[Opening STUDY TEXT section]

Kathy Roberts called the AIDS Coalition of Southern New Jersey (ACSNJ) two years ago to volunteer; she had been retired for exactly 24 hours. In cooperation with the organization’s director, she developed a wish list of projects – things ACSNJ wanted to take on but did not have the staff to accomplish. Since that day, Roberts has been a full-time volunteer donating 40 hours each week for no compensation. She has worked her way down the wish list and helped the organization serve the community in ways that would never have been possible without her tireless efforts.
ACSNJ provides services and education for more than 3,300 people living with AIDS in a four-county area, which includes the troubled inner city of Camden. In service to ACSNJ, Roberts has recruited, organized, and managed hundreds of volunteers to pack and deliver more than 1,000 holiday food baskets, chaired the Phoenix Employment Project that gives AIDS patients skills and opportunities to return to work, and coordinated the development of ACSNJ’s long-range strategic plan. Roberts also chaired the Volunteer Coordination Committee to increase the number of volunteers by 23% by 2001 and represented South Jersey on the statewide AIDS coalition, which designs public policy on healthcare issues.
ACSNJ relies on government and foundation grants each year to fund its basic activities. Staffing constraints have prevented the organization from pursuing new funding (there were simply not enough volunteers to take on the time-consuming task). Roberts took on this task, although she had never applied for a grant before. Her efforts paid off, bringing the organization approximately $35,000 to serve people with AIDS.
Recently, Roberts applied for a $400,000 grant from a major national foundation to fund a comprehensive program for HIV-positive prison inmates. In developing this grant, she enlisted the support of the directors of four county jails, the New Jersey Department of Health and Senior Services, the Health Officers Association, the county Freeholders Supervisor, and statewide HIV/AIDS consortia. ACSNJ is on the short list for this grant. However, even if the organization is not selected, Roberts has built valuable relationships that will allow ACSNJ to serve people with AIDS in the community for years to come.
Through her efforts, Roberts has increased services to people living with AIDS in four counties, recruited new volunteers, and brought energy and new ideas from her perspectives as a health professional, a mother, a respected community member, and a person who has lost a loved one to AIDS.

[Closing STUDY TEXT section]

> **EXERCISE**
According to the profile of Kathy Roberts, why had ACSNJ not been pursuing new funding before she took on that work? Explain in one to three sentences. The records play no part in the work on this text.

[Opening PROVIDED DATA section]

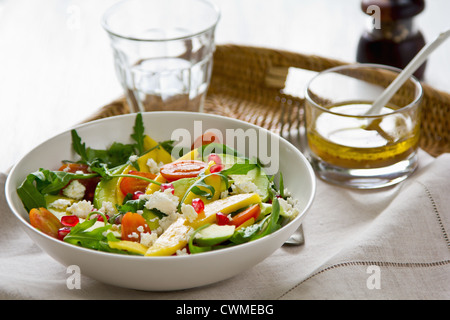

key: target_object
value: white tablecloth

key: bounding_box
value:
[0,151,450,300]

[Closing PROVIDED DATA section]

> **ANSWER**
Staffing constraints had kept ACSNJ from pursuing new funding. Seeking it was a time-consuming task, and the organization did not have enough volunteers to take it on.